What you have to do
Return the entries below exactly as written.

Start of Task material

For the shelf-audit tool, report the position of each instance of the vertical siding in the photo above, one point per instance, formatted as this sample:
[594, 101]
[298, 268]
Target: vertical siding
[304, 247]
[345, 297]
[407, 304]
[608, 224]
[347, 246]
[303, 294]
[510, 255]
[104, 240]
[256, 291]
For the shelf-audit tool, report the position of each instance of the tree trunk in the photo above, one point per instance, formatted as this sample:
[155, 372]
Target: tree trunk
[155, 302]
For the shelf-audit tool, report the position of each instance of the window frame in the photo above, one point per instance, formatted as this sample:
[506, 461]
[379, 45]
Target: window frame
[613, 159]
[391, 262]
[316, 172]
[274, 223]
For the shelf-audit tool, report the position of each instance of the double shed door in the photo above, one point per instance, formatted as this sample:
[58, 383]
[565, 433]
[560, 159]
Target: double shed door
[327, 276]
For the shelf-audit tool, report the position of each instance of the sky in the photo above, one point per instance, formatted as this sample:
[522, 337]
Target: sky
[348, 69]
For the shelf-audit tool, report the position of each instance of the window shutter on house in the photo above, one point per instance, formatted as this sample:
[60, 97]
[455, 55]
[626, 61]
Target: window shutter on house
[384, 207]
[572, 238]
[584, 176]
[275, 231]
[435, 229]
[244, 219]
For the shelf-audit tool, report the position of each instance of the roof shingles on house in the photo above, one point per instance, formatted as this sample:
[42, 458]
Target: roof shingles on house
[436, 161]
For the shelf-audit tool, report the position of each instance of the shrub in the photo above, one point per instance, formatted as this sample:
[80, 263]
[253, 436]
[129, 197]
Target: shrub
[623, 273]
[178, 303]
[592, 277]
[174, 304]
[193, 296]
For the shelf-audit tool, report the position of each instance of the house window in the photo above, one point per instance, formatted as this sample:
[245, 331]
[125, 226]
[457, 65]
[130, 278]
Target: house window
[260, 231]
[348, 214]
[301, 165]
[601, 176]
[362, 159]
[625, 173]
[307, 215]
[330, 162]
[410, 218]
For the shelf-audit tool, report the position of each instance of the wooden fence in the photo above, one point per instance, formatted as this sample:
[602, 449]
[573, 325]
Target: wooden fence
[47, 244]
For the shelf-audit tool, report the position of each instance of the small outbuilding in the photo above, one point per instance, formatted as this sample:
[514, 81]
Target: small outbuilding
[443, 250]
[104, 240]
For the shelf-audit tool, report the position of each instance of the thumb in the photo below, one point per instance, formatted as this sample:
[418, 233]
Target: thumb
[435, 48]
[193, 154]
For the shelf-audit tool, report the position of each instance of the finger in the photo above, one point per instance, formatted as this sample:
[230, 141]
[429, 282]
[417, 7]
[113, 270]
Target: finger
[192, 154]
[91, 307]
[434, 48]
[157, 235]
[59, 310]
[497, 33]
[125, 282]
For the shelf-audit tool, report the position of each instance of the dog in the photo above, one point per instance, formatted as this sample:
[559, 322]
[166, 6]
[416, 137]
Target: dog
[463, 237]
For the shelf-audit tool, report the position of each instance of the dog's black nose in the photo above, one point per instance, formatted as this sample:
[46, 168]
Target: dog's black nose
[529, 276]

End of Task material

Written solution
For the shelf-audit tool, report the position of each instance of the vertical siding in the photo above, one point per instance, formatted as this sample:
[594, 101]
[298, 268]
Target: vertical siding
[304, 247]
[345, 297]
[407, 304]
[608, 224]
[347, 246]
[303, 294]
[510, 255]
[104, 240]
[256, 291]
For the shelf-audit tool, report the position of each instance of the tree trunk in the photo above, one point per instance, formatted as this sample:
[155, 372]
Target: tree trunk
[155, 302]
For the shelf-audit tool, report the position of each instance of the window frame in the photo above, one point per instance, formatted as this sample:
[506, 461]
[379, 45]
Target: window frame
[613, 159]
[391, 262]
[316, 172]
[274, 223]
For the shelf-audit tool, report the position of each instance of the double shed door in the photo above, one point per instance, formatted as this sample:
[58, 383]
[565, 433]
[560, 159]
Target: double shed door
[327, 276]
For the shelf-audit tool, report the position of each instance of the sky in the photo above, one point per instance, formatted as this sample:
[522, 337]
Target: sky
[348, 69]
For the shelf-audit tool, report the position of each instance of the window shutter on house in the photo above, one point per instance, formatted as this sample:
[60, 97]
[455, 55]
[626, 61]
Target: window shutter on house
[384, 207]
[572, 238]
[584, 176]
[275, 231]
[435, 229]
[244, 219]
For the shelf-audit tool, report the position of each instance of the roof shingles on house in the photo above, one point per instance, formatted as this sample:
[42, 458]
Target: roof shingles on house
[436, 161]
For the shelf-audit tool, report the position of each instance of the shrub in the photo above, one point per instance, formatted as this sample:
[80, 263]
[253, 436]
[129, 197]
Target: shrub
[623, 273]
[178, 303]
[592, 277]
[174, 304]
[193, 296]
For the shelf-audit tool, report the position of each instance of the house window in the photo above, one point per instance, formatted as this sample:
[245, 331]
[125, 226]
[457, 65]
[130, 278]
Target: house window
[260, 231]
[348, 214]
[301, 165]
[601, 176]
[362, 159]
[625, 173]
[307, 215]
[330, 162]
[410, 218]
For the shelf-audit tool, report the position of each instance of the wooden fence in the photo above, one point per instance, formatted as this sample:
[602, 449]
[573, 325]
Target: wooden fence
[47, 244]
For the shelf-audit tool, report the position of each instance of the small outbuilding in the photo above, one point per instance, formatted as this sample:
[514, 81]
Target: small outbuilding
[443, 250]
[104, 240]
For the shelf-audit tool, report the position of each instance of the thumb in the photo below, one point per instance, formatted as this sample:
[418, 233]
Target: thumb
[435, 48]
[193, 154]
For the shelf-audit tool, report the position of each instance of the finger in the photo above, one point per instance, formatted as this sample:
[230, 141]
[429, 282]
[417, 7]
[113, 270]
Target: finger
[192, 154]
[91, 307]
[434, 48]
[157, 235]
[59, 310]
[497, 33]
[125, 282]
For the shelf-audit tool, report the position of each instance of the dog in the photo above, one point per instance, formatted as this sample:
[559, 322]
[166, 6]
[416, 137]
Target: dog
[463, 237]
For the shelf-audit tool, report the position of each instance of the dog's black nose in the photo above, one point per instance, formatted as this sample:
[46, 168]
Target: dog's black nose
[529, 276]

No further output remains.